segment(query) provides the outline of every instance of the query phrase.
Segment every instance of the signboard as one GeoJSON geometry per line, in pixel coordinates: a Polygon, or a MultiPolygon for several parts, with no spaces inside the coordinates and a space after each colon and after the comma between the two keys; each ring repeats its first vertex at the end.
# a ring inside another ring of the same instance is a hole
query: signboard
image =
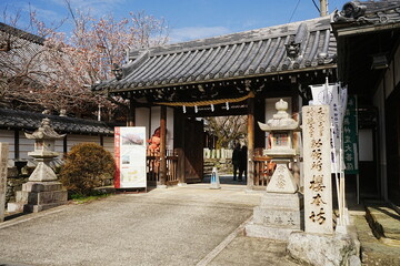
{"type": "Polygon", "coordinates": [[[348,108],[343,120],[343,155],[346,174],[358,174],[358,129],[357,129],[357,98],[349,96],[348,108]]]}
{"type": "Polygon", "coordinates": [[[114,129],[116,188],[147,187],[146,127],[114,129]]]}
{"type": "Polygon", "coordinates": [[[303,106],[302,113],[306,232],[332,234],[329,106],[303,106]]]}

※ ※ ※

### Problem
Copy these lines word for word, covering all of the records, and omit the pictures from your answer.

### Answer for this exercise
segment(query) provides the outline of every instance of the query phrase.
Segment every instance of the signboard as one GeoJSON geometry per line, in pixel coordinates: a Polygon, or a MultiPolygon for several parts, with no spaces inside the coordinates and a space after each colon and after the comma between the two keys; each ring repeats its first vertex at the end.
# a ring inside another ring of the same instance is a hole
query: signboard
image =
{"type": "Polygon", "coordinates": [[[348,108],[343,120],[343,155],[346,174],[358,174],[358,129],[357,129],[357,98],[349,96],[348,108]]]}
{"type": "Polygon", "coordinates": [[[114,129],[116,188],[147,187],[146,127],[114,129]]]}
{"type": "Polygon", "coordinates": [[[303,106],[302,113],[306,232],[332,234],[329,106],[303,106]]]}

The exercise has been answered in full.